_Job A_. Transcribe the listing below word for word, starting at the line that contains "wooden perch --all-instances" and continuing through the last line of the listing, and leave out the pictures.

───── Passage to read

The Red Sox Bullpen is not a strength. Koji Uehara was effective again, but he’ll be 41 next year. It’s not hard to imagine a scenario where he suffers from injury or underperformance. Junichi Tazawa is also a good reliever. That’s about it. They’ll need to get more good relievers. Or get bad relievers and have them perform well enough that they look like good relievers. That’s an alternate plan that sometimes works.

Position Players

There are bright spots on the Red Sox. This isn’t a team that’s devoid of young talent that needs to completely rebuild. Most of the pieces of the next good Red Sox team are already in place. They have a lot of exciting players to watch, and not a lot of holes.

Catcher:

It’s pretty clear that this is going to be Blake Swihart. He’s going to be 24 by the end of next year, and his first full season in the majors is a good chance to demonstrate why he’s so well liked by prospect evaluators. He’s been impressive in his limited time in the majors so far. He’ll be backed up by Ryan Hanigan, who’s fine.

──────────
───── Given data

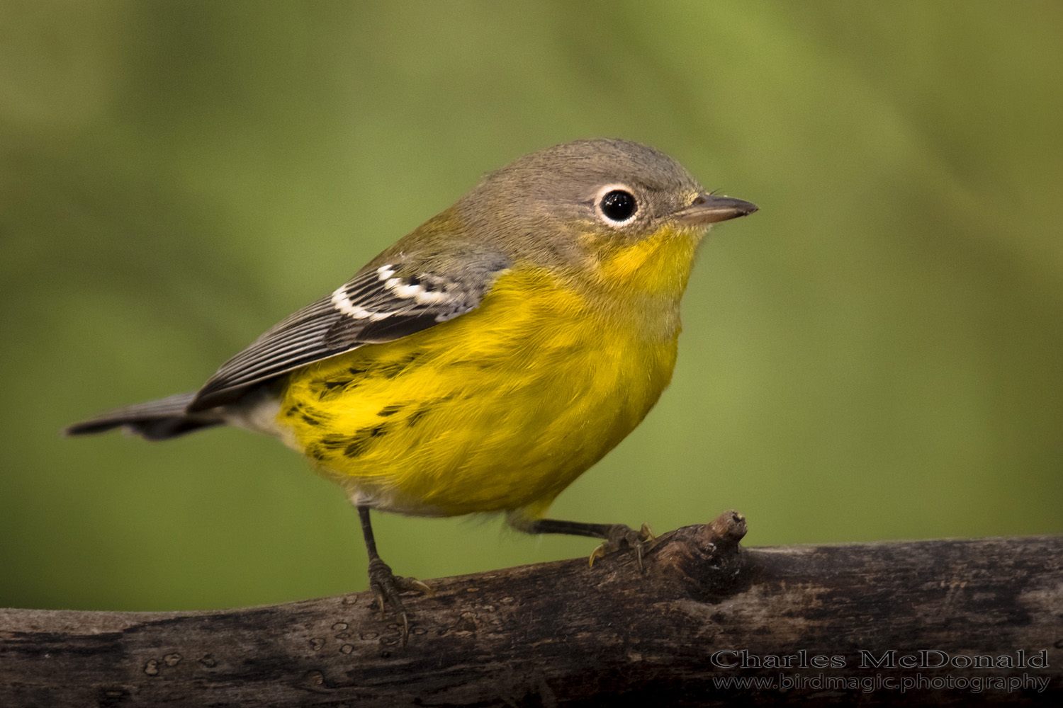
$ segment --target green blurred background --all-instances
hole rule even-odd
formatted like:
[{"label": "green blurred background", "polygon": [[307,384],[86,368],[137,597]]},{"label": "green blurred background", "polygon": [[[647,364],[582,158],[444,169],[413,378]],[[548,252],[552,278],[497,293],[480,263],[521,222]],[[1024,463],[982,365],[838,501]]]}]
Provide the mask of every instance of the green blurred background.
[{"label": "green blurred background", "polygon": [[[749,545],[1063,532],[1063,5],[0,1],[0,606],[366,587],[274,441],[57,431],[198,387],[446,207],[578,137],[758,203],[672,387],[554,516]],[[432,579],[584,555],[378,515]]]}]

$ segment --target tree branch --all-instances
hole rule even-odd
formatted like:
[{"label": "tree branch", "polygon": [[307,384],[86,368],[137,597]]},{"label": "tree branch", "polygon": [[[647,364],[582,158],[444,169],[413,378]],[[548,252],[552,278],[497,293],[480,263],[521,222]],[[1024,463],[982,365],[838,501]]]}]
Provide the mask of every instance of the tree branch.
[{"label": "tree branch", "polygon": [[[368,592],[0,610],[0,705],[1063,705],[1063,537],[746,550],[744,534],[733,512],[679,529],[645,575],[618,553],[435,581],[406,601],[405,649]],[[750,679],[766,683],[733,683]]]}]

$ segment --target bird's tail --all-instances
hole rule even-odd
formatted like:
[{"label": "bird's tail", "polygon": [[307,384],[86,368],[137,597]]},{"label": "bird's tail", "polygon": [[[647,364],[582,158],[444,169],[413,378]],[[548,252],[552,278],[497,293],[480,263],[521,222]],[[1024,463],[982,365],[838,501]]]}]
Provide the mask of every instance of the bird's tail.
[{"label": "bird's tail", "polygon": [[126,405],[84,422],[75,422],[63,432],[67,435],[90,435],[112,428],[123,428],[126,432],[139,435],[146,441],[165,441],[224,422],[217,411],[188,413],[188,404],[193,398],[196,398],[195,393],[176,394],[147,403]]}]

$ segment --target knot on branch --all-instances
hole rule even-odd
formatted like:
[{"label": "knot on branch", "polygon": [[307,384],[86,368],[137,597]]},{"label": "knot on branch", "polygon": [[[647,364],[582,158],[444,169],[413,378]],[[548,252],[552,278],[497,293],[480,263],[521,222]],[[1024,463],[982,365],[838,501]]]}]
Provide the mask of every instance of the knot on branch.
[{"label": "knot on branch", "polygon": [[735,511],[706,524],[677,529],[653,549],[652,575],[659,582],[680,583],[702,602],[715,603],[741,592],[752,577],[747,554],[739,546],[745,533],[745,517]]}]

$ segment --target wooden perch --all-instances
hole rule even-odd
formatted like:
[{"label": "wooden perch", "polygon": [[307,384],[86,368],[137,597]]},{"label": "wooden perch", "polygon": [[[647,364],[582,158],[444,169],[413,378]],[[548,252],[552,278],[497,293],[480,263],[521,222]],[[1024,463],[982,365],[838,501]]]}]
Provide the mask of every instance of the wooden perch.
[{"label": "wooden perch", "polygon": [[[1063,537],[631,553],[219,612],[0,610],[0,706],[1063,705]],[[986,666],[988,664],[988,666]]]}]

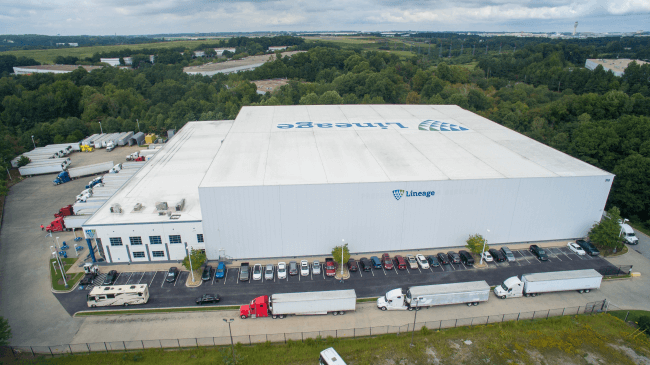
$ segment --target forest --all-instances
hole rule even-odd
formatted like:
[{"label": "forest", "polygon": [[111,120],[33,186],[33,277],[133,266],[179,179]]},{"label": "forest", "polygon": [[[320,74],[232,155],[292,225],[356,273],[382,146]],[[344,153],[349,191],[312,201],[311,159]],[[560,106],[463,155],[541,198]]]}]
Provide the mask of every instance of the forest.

──────────

_Job B_. Pick up the Red Sox roster preview where it stops and write the next part.

_Right answer A_.
$ segment --target wooden perch --all-instances
hole rule even-odd
formatted like:
[{"label": "wooden perch", "polygon": [[307,384],[86,368],[137,597]]},{"label": "wooden perch", "polygon": [[[647,364],[582,158],[444,169],[413,378]],[[548,252],[552,278],[497,293],[480,263],[521,222]],[[1024,463],[982,365],[838,501]]]}]
Provide the mask of every instance of the wooden perch.
[{"label": "wooden perch", "polygon": [[[1063,537],[631,553],[219,612],[0,610],[0,706],[1063,705]],[[986,666],[988,664],[988,666]]]}]

$ segment --target forest --all-instances
hole rule even-odd
formatted like:
[{"label": "forest", "polygon": [[111,120],[33,186],[33,277],[133,266],[179,179]]},{"label": "forest", "polygon": [[[320,74],[232,155],[292,225],[356,273],[382,146]],[[344,153],[349,191],[312,201],[311,159]],[[560,106],[463,155],[541,198]]]}]
Provide the mask of every instance of the forest.

_Right answer B_.
Infield:

The infield is a little less secure. Obviously Dustin Pedroia will be at second base for as long as he can stay healthy. He’s still above average at the position. Xander Bogaerts is a very good young shortstop and any organization would want him. First base is less secure. Travis Shaw played well enough that it would seem like he had earned a full season at the position, but with the Hanley Ramirez to left experiment officially being declared a failure, he’s been taking grounders at first. That could leave Shaw as an interesting trade chip this offseason. Further complicating matters is Pablo Sandoval at third base. If last season was bad for Ramirez, it was an unmitigated disaster for Sandoval. A 75 wRC+ won’t get the job done, but when it’s paired with the defense that Sandoval provided, you get a player who put up -2 WAR last season. Still, I’d guess Sandoval ends up playing third again next year, if only because it’s hard to imagine how he could be worse.  David Ortiz will have his option picked up as he continues to do his best to hit enough to be a no glove/no run DH. After early season struggles that had some worried he was done, he got back on track and as long he holds off the aging that is slowly grinding us all towards our eventual dooms.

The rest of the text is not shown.